● Excerpted passage
:::
Get data frame in shape of table in word document

Question

I am reading an excel file, extracting a specific df and putting it in word document. The issues I face are:

DF loses its shape once added to para. becomes totally useless.

Complete code is written below.

#importing required libraries
import pandas as pd
import numpy as np
eod = pd.read_excel('df.xlsx')
import datetime
import docx 
from datetime import date
legal = docx.Document('legal.docx')

#Calculating No. days from SCN
eod['SCN Days'] = (pd.Timestamp('now').floor('d') - eod['SCN Date']).dt.days

#Generation list of EFE for Final Showcause Notice to be issued today
FSCN_today = eod.where(eod['SCN Days']>20)
#Dropping Null from generated list
FSCN_today = FSCN_today.dropna(how ="all")
FSCN_today = FSCN_today[['Exporter Name','EFE','DESTINATION','VALUE']]

#Getting Unique Values in the list generated
s_values = FSCN_today['Exporter Name'].unique()

#Iterating through List
for c in s_values:
    df1 = FSCN_today[FSCN_today['Exporter Name'] == c]
    legal.paragraphs[7].text = c
    legal.paragraphs[8].text = df1.iloc[10:1]
    legal.paragraphs[15].text = str(df1)
    notice_name = str(c)+ ".docx"
    legal.save(notice_name)

#Update Date & Status of FSCN Issued today
eod['FSCN Date'] = np.where((eod['Status']=="SCN ISSUED") & (eod['SCN Days']>20),date.today(),eod['FSCN Date'])
eod['Status'] = np.where((eod['Status']=="SCN ISSUED") & (eod['SCN Days']>20),"FSCN ISSUED",eod['Status'])

#In progress
name = "EOD "+ str(date.today())+ ".xlsx"
#eod.to_excel(name,index =False)

Following line have error.

legal.paragraphs[15].text = str(df1)
:::
● What to do
A – Name every column that the code keeps when it narrows FSCN_today to selected columns in the question on data frames in Word.
B – Please retype the part of the question on data frames in Word starting at "I am reading" and ending at "legal = docx.Document('legal.docx')".
C – Extend the question on data frames in Word from the point where it stops.

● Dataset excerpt
:::
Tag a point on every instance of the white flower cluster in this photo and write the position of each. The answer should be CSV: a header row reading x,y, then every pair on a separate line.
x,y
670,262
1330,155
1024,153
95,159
:::
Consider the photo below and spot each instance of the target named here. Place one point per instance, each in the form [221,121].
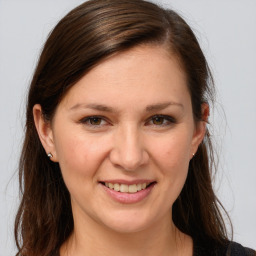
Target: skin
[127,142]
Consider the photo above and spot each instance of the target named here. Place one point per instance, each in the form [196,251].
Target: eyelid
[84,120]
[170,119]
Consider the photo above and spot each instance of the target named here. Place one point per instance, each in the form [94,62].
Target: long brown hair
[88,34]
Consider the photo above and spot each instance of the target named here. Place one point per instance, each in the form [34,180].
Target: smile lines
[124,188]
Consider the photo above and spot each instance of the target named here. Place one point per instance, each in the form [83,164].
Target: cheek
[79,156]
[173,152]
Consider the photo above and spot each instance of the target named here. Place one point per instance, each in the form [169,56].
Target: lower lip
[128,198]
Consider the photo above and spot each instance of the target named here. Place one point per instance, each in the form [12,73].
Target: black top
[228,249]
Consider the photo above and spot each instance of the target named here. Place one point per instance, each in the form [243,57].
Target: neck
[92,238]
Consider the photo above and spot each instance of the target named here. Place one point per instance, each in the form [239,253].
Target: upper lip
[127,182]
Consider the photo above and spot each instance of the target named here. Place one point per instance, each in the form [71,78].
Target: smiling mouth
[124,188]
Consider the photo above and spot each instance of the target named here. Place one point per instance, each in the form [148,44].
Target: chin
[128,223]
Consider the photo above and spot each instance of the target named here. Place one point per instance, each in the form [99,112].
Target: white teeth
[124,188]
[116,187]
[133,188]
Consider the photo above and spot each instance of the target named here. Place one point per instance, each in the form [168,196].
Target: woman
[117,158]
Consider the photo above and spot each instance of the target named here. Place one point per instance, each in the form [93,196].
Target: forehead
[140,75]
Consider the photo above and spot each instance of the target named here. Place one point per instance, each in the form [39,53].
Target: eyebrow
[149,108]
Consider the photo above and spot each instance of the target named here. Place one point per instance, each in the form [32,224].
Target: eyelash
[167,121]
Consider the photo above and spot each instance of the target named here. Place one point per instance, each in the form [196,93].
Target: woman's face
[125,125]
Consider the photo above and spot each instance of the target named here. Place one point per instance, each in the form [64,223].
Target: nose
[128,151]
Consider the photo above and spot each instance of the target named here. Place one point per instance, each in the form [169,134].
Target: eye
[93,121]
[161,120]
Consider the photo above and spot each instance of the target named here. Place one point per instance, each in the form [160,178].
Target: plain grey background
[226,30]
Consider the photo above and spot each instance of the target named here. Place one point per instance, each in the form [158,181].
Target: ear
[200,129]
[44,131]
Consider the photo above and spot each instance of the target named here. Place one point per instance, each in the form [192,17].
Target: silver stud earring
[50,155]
:::
● Expected responses
A – Exporter Name, EFE, DESTINATION, VALUE

B –
I am reading an excel file, extracting a specific df and putting it in word document. The issues I face are:

DF loses its shape once added to para. becomes totally useless.

Complete code is written below.

#importing required libraries
import pandas as pd
import numpy as np
eod = pd.read_excel('df.xlsx')
import datetime
import docx 
from datetime import date
legal = docx.Document('legal.docx')

C –
Is it possible to share the sample files you are using in the code. You can replace it with dummy data. The primary reason is to understand the types. Also check if there is a possibility that you do not have 15 paragraphs. — SaaSy Monster, Sep 23 '20 at 08:01
Share the error as well along with the dummy data, the question needs to be more descriptive — Ajinkya, Sep 23 '20 at 13:47
You can check the dummy data at https://github.com/iqbalhusnain/Export-Overdue — Husnain Iqbal, Sep 23 '20 at 14:08
I don't get an error with the code from your GitHub repository. The df-table is in the documents (it doesn't look good, but it's there)? Your code here works too, except for the `paragraphs[8]`-statement that S Mayer pointed out? — Timus, Sep 27 '20 at 13:41

score 0 · Answer 1 · answered Sep 26 '20 at 20:02

0

I noticed that legal.paragraphs[8].text = df1.iloc[10:1] looked odd.

If you change it to legal.paragraphs[8].text = df1[10:1].iloc the resulting .docx files look more reasonable to me.

I do not know what your desired output is, so that's my best guess with what I'm presented.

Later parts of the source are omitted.